------ DATA FOR THE TASK

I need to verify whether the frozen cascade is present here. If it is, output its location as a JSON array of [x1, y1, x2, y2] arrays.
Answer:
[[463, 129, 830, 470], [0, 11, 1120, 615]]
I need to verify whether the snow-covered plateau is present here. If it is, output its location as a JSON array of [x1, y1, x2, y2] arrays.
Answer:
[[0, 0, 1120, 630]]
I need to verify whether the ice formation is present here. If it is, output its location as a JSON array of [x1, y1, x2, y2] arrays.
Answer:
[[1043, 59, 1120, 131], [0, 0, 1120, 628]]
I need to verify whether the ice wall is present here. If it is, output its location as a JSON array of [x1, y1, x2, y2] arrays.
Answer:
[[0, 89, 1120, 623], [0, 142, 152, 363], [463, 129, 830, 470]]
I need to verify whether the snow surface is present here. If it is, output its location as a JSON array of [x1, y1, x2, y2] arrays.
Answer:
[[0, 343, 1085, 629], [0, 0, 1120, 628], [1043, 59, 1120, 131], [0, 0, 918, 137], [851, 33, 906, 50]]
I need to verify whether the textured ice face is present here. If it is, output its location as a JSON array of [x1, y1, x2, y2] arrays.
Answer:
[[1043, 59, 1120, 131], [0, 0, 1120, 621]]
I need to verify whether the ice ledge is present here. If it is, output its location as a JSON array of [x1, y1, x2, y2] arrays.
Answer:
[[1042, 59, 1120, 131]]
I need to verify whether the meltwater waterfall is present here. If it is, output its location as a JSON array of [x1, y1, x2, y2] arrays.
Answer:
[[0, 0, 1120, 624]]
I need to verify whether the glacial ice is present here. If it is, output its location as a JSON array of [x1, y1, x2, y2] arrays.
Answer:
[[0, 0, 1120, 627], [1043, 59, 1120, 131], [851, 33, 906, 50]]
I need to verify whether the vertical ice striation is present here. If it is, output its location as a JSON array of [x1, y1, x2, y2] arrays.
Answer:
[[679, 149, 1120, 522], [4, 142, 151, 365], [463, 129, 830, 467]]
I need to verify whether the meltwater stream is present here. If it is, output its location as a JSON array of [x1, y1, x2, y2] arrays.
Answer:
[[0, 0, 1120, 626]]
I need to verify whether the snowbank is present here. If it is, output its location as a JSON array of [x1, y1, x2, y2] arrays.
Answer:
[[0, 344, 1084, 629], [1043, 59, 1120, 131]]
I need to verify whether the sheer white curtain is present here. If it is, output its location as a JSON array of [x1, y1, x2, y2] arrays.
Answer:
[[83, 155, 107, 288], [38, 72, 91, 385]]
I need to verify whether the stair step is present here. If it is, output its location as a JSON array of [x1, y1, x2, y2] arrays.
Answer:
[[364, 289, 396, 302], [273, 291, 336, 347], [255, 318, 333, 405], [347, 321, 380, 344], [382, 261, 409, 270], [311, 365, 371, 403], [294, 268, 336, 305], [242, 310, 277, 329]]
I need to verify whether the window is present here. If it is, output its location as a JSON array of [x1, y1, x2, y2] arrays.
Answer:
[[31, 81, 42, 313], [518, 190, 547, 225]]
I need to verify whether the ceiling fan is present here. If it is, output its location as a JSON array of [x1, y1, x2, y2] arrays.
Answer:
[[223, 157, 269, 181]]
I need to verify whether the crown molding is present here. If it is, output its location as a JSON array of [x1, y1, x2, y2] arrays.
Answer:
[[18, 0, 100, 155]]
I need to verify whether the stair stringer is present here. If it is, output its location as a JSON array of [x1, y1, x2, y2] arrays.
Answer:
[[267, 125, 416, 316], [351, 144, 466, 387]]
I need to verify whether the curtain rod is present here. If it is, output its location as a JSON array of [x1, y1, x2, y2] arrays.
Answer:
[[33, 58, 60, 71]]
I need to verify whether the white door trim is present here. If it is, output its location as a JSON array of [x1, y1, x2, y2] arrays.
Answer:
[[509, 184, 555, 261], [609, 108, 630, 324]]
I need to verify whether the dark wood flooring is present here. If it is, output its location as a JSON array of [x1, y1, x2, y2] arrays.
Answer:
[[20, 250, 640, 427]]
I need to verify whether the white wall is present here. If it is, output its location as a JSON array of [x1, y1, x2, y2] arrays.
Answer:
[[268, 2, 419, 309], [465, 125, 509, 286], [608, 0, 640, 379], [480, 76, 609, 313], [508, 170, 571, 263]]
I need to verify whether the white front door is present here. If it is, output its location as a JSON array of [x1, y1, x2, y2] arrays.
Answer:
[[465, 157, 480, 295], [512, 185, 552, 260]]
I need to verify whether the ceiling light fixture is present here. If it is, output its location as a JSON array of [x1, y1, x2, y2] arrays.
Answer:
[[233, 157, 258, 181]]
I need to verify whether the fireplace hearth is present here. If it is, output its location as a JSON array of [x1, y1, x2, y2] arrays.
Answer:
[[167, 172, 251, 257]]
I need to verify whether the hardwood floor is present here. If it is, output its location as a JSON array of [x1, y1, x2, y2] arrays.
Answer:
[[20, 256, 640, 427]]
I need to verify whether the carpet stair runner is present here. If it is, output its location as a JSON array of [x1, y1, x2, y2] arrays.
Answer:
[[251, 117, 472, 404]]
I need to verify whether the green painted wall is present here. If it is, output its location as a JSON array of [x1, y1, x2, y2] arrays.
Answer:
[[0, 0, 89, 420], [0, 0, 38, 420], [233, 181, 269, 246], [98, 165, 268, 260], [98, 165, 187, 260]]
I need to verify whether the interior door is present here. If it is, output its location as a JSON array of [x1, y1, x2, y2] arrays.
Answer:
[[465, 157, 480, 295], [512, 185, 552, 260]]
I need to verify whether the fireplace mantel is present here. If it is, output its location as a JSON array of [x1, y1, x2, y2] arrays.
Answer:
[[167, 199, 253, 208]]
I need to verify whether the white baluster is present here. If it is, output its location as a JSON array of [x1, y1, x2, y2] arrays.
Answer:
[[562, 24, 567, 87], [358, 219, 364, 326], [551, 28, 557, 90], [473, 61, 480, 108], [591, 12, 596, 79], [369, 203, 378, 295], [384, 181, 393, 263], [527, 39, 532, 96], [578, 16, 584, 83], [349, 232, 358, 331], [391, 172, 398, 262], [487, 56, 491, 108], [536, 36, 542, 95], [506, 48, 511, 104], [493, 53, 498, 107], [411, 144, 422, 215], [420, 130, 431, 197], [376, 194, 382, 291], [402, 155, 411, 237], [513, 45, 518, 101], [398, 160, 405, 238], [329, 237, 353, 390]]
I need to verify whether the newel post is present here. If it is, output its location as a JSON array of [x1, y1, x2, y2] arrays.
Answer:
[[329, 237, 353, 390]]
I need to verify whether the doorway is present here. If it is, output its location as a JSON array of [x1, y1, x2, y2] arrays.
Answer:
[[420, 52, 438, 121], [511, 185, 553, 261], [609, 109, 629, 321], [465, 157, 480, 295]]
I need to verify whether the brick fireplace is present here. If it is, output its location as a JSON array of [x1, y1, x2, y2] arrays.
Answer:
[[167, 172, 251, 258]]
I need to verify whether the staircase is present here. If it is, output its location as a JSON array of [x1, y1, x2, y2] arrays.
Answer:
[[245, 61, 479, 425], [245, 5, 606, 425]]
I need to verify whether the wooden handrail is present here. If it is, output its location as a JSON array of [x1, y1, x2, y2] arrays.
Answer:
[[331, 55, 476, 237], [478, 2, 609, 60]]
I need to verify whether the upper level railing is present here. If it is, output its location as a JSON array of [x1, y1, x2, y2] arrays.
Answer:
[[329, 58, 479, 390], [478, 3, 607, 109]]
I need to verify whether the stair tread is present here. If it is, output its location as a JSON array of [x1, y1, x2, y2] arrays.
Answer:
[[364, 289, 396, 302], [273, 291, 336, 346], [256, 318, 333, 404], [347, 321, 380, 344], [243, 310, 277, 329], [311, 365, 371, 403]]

------------

INSTRUCTIONS FOR THE TASK ▸ Copy every one of the records above word for word, leaving out nothing.

SOLUTION TO THIS EXERCISE ▸
I need to verify whether the frozen cascade is present here. If it is, output its location as a JSON array of [x1, y1, x2, y2] arrays.
Answer:
[[463, 129, 830, 470], [0, 11, 1120, 615]]
I need to verify whether the snow-covered plateau is present here. If it is, output its location as a JSON array of [x1, y1, x2, y2] arrays.
Answer:
[[0, 0, 1120, 630]]
I need to verify whether the ice formation is present here. If it is, output its location as a JSON array of [x1, y1, x2, y2] arrays.
Answer:
[[1043, 59, 1120, 131], [0, 0, 1120, 628]]
I need to verify whether the ice wall is present here. If it is, output its location as a JSON array of [x1, y1, x2, y2] arrays.
Answer:
[[0, 89, 1120, 623], [0, 142, 152, 363], [463, 129, 830, 470]]
I need to verify whether the snow surface is present here. If it is, output its location as a JSON array of [x1, y1, x2, y2] arrays.
Answer:
[[0, 343, 1085, 629], [0, 0, 1120, 628], [1043, 59, 1120, 131], [0, 0, 918, 137], [851, 33, 906, 50]]
I need to verify whether the textured ice face is present here. If it is, output its location as a JSON array of [x1, y1, x2, y2] arrays.
Answer:
[[1043, 59, 1120, 131], [0, 0, 1120, 621]]
I need to verify whether the ice ledge is present here. If it is, output its location as a JSON array of [x1, y1, x2, y2] arrays.
Answer:
[[1042, 59, 1120, 131]]
I need to verify whether the meltwater waterfall is present here. If it is, output its location as a JSON array of [x1, y1, x2, y2] arrays.
Answer:
[[0, 0, 1120, 624]]
I need to verify whether the glacial ice is present here. If it is, output its location as a JSON array of [x1, y1, x2, y2] arrays.
Answer:
[[0, 0, 1120, 627], [1043, 59, 1120, 131], [851, 33, 906, 50]]
I need to verify whether the vertical ice striation is present here. If it is, output its location as a JSON array of [x1, y1, x2, y2] arrays.
Answer:
[[679, 149, 1120, 522], [4, 142, 151, 365], [463, 129, 830, 467]]
I need to verify whether the meltwater stream is present here. If it is, output its location as a JSON array of [x1, y1, x2, y2] arrays.
Answer:
[[0, 0, 1120, 626]]
I need to verify whether the snowbank is present here. If it is, output its location as a JSON array of [x1, y1, x2, y2] arrays.
Answer:
[[0, 344, 1084, 629], [1043, 59, 1120, 131]]
I need to verify whether the sheer white curtain is present here. If it is, output its location as a JSON array of [x1, y1, x2, y2] arrays.
Answer:
[[83, 155, 107, 288], [38, 72, 91, 385]]
I need to verify whether the stair step is present here. If it is, output its location as a JSON array of [x1, y1, x2, y2] arrays.
Answer:
[[364, 289, 396, 302], [273, 291, 336, 347], [255, 318, 333, 405], [347, 321, 380, 344], [382, 261, 409, 270], [311, 365, 371, 403], [294, 268, 336, 305], [242, 310, 277, 329]]
I need to verify whether the window is present here. If it is, output its location as a JSON array of [x1, y1, x2, y2] arrays.
Answer:
[[31, 81, 42, 313], [518, 190, 547, 225]]
I need to verify whether the ceiling fan is present here. If it is, output its location as a JSON array of [x1, y1, x2, y2] arrays.
Answer:
[[223, 157, 269, 181]]
I need to verify whether the crown molding is present here. If it is, output its location as a JSON array of [x1, y1, x2, y2] arrays.
Answer:
[[18, 0, 100, 155]]
I need to verify whether the stair stringer is present here. If it is, output its location as a JSON array of [x1, y1, x2, y2] arrays.
Answer:
[[267, 125, 416, 316], [351, 144, 466, 387]]
I need to verify whether the curtain rod is present here. If it is, output its location as a JSON array of [x1, y1, x2, y2] arrays.
Answer:
[[33, 58, 60, 71]]
I need to verify whether the white door trim is present here. If it is, output its location as a JSON array of [x1, y1, x2, y2] arrays.
Answer:
[[509, 184, 555, 261], [609, 108, 630, 324]]
I need to verify whether the dark wood flooring is present here. If it is, output its location as a JSON array of [x1, y1, x2, y2] arrays.
Answer:
[[20, 250, 640, 427]]
I need to verify whether the white wall is present here. If it is, output its location as a JSON array of [x1, y1, x2, y2] arrays.
Answer:
[[268, 2, 419, 309], [465, 125, 509, 286], [608, 0, 640, 379], [480, 76, 609, 313], [508, 170, 571, 263]]
I need to verify whether the white front door is present here. If it is, output its location as a JSON array of [x1, y1, x2, y2] arrays.
Answer:
[[465, 157, 480, 295], [512, 185, 552, 260]]
I need to verify whether the ceiling light fixture is present here. If it is, output its location as a JSON array of [x1, y1, x2, y2] arrays.
Answer:
[[233, 157, 258, 181]]
I need to verify whether the fireplace hearth is present here. If it is, output its location as a JSON array of [x1, y1, x2, y2] arrays.
Answer:
[[167, 172, 251, 257]]
I need to verify whether the hardwood floor is present here. If it is, output its location as a JSON array of [x1, y1, x2, y2] arrays.
Answer:
[[20, 256, 640, 427]]
I need to verify whether the carpet stair runner is present here. If it is, output its location as a JSON array of [x1, y1, x2, y2] arrays.
Answer:
[[251, 117, 472, 404]]
I need to verify whether the green painted wall is present here. If it is, output its location as a JSON array of [x1, y1, x2, y2] arrays.
Answer:
[[0, 0, 89, 420], [0, 0, 38, 420], [233, 181, 269, 246], [98, 165, 268, 260], [98, 165, 187, 260]]
I need to verify whether the interior door is present here. If it is, output its location as a JSON array of [x1, y1, x2, y2] arrays.
Answer:
[[465, 157, 480, 295], [512, 185, 552, 260]]
I need to verify whether the fireplace mantel is present here. If it is, output its location as a JSON array of [x1, y1, x2, y2] arrays.
Answer:
[[167, 199, 253, 208]]
I need to verify whether the white baluster is present here. If it is, output its location as a JSON array of [x1, y1, x2, y2] arrays.
Answer:
[[562, 24, 567, 87], [358, 219, 364, 326], [551, 28, 557, 90], [473, 61, 480, 108], [591, 12, 596, 79], [369, 203, 378, 295], [384, 181, 393, 263], [527, 39, 532, 96], [578, 16, 584, 83], [349, 232, 358, 331], [391, 172, 398, 262], [487, 56, 491, 108], [536, 36, 542, 95], [506, 48, 511, 104], [493, 53, 498, 107], [411, 144, 422, 215], [420, 130, 431, 197], [376, 194, 382, 291], [402, 155, 411, 237], [513, 45, 518, 101], [398, 160, 405, 238], [329, 237, 353, 390]]
I need to verify whether the newel post is present here. If it is, output its location as a JSON array of [x1, y1, x2, y2] arrays.
Answer:
[[329, 237, 353, 390]]
I need to verify whether the doorway is present here. If it is, output its location as a JSON array of [x1, y1, x2, y2] arrays.
Answer:
[[420, 52, 438, 121], [511, 185, 553, 261], [609, 109, 629, 321], [465, 157, 480, 295]]
I need to verify whether the brick fireplace is present here. If it is, output its location as a JSON array of [x1, y1, x2, y2] arrays.
Answer:
[[167, 172, 251, 258]]
I need to verify whether the staircase is present here. If it is, output its location as a JSON array of [x1, y1, x2, y2] arrays.
Answer:
[[245, 61, 479, 425], [245, 5, 606, 425]]
I need to verify whether the wooden handrail is present here. If it is, output its location as a JSON array of [x1, y1, x2, y2] arrays.
Answer:
[[331, 55, 476, 237], [478, 2, 609, 60]]
I need to verify whether the upper level railing is present here. If it is, output its location as a JSON array of [x1, y1, x2, y2] arrays.
Answer:
[[329, 58, 479, 390], [478, 3, 607, 109]]
I need to verify whether the stair tread is present here. If it is, output its location as a JSON array of [x1, y1, x2, y2] arrays.
Answer:
[[364, 289, 396, 302], [273, 291, 336, 346], [256, 318, 333, 404], [347, 321, 380, 344], [243, 310, 277, 329], [311, 365, 371, 403]]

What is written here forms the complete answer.